##### Document text #####
Don't be retarded, groff is not that great when compared to LaTeX, awful math rendering and lacking of a significant amount of features.

It has the better syntax, but creates worse documents.

IIRC they went and made the UI a lot better. Also wasn't it forked like a decade ago and diverged significantly since then?

How hard would it be to improve groff into having close to feature parity with latex, without all of the tex bloat?

I use vim without any plugins rn.
What would a latex plugin offer?
You don't need to see function headers or anything like that

I would say it is extremely hard, so much work has been put into LaTeX that it is practically irreplaceable, despite what a mess it is.

Just imagine that someone seriously Tikz, which by itself is enormous.

go watch luke smith's vim latex videos op any other answer is wrong

Mostly just use it for auto compilation and pdf reader support so I can immediately preview the file after every save.
#####
# Task instructions:
(1) Print everything in the discussion of groff and LaTeX from "It has the better" down to "itself is enormous.".
(2) In the discussion of groff and LaTeX, what two weaknesses of groff does the first post point to?
##### Provided information #####
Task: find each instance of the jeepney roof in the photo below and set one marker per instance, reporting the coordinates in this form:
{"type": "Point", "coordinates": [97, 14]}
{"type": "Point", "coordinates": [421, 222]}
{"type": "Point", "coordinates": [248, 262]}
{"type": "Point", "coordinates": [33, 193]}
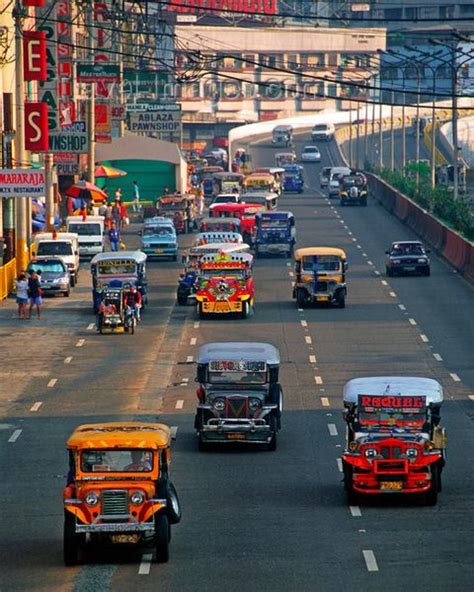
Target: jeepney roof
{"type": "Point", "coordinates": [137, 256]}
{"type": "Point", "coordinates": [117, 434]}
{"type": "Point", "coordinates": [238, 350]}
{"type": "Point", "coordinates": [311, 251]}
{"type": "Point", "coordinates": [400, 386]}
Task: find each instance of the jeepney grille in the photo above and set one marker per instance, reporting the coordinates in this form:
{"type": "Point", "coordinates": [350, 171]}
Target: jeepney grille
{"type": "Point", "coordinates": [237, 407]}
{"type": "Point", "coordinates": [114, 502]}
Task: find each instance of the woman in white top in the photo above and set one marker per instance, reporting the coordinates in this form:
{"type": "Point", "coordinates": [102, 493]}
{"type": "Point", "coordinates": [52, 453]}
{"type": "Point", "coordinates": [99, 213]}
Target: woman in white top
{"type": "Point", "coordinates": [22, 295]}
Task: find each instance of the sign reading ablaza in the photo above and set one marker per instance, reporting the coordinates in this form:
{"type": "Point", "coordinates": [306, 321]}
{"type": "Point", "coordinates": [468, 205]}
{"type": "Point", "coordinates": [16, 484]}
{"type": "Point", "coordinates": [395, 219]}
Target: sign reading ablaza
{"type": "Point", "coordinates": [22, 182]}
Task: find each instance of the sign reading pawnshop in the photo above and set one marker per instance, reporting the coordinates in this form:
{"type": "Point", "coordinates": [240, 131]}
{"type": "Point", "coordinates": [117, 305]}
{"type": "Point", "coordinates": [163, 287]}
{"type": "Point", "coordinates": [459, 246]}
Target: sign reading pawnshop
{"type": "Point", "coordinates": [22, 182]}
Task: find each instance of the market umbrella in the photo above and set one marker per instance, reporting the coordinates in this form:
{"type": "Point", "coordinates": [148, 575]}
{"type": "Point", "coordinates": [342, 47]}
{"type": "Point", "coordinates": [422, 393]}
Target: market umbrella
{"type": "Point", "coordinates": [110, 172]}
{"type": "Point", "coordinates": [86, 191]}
#####
##### Provided information #####
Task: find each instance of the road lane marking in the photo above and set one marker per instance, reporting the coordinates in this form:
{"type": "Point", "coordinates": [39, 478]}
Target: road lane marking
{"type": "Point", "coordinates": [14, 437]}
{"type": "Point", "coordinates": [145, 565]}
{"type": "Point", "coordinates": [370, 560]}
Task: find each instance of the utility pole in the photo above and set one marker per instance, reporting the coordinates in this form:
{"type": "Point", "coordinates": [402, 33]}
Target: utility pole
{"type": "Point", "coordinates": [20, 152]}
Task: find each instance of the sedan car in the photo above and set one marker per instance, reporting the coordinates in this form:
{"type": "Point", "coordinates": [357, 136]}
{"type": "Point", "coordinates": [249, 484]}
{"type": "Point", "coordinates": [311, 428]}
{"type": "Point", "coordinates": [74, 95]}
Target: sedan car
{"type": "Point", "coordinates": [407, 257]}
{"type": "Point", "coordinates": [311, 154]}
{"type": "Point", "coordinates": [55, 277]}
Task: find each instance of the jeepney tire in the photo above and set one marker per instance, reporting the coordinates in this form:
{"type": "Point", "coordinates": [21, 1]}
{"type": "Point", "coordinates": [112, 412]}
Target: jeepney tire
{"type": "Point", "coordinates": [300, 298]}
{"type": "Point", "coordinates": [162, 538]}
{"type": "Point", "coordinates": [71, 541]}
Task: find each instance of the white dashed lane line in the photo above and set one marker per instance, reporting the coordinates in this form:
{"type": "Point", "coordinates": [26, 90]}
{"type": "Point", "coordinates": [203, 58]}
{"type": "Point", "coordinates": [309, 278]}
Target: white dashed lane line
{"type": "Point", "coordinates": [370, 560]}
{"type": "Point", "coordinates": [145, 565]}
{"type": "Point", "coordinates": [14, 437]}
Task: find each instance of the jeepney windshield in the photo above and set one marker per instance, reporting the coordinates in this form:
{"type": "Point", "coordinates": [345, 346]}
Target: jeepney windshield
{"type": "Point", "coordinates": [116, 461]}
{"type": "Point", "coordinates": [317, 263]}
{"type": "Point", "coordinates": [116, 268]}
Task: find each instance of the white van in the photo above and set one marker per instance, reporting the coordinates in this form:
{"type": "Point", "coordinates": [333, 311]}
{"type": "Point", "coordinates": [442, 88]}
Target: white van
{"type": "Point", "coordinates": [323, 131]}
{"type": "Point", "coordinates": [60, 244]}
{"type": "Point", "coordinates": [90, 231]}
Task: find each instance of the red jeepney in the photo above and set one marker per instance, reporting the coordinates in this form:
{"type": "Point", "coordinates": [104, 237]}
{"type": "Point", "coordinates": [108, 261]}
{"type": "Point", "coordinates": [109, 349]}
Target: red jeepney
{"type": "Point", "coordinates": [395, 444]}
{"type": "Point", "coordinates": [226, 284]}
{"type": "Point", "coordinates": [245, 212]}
#####
##### Provided information #####
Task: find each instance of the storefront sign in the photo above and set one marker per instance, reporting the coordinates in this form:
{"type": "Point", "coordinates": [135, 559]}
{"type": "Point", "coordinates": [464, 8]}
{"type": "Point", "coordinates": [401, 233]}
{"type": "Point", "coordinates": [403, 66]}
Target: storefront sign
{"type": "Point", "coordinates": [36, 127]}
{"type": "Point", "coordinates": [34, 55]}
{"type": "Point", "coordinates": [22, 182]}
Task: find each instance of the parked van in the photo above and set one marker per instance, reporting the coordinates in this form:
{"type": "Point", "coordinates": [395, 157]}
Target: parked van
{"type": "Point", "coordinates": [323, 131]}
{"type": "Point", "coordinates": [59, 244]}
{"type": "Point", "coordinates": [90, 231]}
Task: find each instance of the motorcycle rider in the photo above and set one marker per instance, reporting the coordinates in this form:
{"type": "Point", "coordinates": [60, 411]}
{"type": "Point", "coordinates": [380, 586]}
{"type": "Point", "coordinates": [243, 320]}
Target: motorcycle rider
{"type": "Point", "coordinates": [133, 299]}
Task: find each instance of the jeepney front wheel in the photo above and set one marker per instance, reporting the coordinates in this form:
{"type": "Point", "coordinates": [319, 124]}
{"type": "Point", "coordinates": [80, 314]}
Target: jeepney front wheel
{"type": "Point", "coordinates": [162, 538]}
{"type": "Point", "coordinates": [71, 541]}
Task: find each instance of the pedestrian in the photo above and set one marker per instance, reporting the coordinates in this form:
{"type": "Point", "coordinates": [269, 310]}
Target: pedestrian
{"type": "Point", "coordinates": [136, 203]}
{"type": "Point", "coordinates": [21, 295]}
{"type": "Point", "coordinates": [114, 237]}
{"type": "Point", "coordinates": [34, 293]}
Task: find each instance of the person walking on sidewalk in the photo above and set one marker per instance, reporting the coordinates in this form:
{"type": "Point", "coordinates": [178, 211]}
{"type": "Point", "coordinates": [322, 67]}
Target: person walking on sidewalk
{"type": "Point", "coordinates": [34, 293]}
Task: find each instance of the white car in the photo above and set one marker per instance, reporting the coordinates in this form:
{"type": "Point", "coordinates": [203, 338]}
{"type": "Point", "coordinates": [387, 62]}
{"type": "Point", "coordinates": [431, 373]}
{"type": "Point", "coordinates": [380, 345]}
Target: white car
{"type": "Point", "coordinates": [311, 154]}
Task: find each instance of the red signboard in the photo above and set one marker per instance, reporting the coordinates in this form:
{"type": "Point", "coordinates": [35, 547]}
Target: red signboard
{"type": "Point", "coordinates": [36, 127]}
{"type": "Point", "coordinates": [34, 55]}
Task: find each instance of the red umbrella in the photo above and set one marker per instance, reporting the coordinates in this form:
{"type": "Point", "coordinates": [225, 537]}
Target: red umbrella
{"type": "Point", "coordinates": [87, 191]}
#####
# Per-task answers:
(1)
It has the better syntax, but creates worse documents.

IIRC they went and made the UI a lot better. Also wasn't it forked like a decade ago and diverged significantly since then?

How hard would it be to improve groff into having close to feature parity with latex, without all of the tex bloat?

I use vim without any plugins rn.
What would a latex plugin offer?
You don't need to see function headers or anything like that

I would say it is extremely hard, so much work has been put into LaTeX that it is practically irreplaceable, despite what a mess it is.

Just imagine that someone seriously Tikz, which by itself is enormous.

(2) Awful math rendering and the lack of a significant amount of features.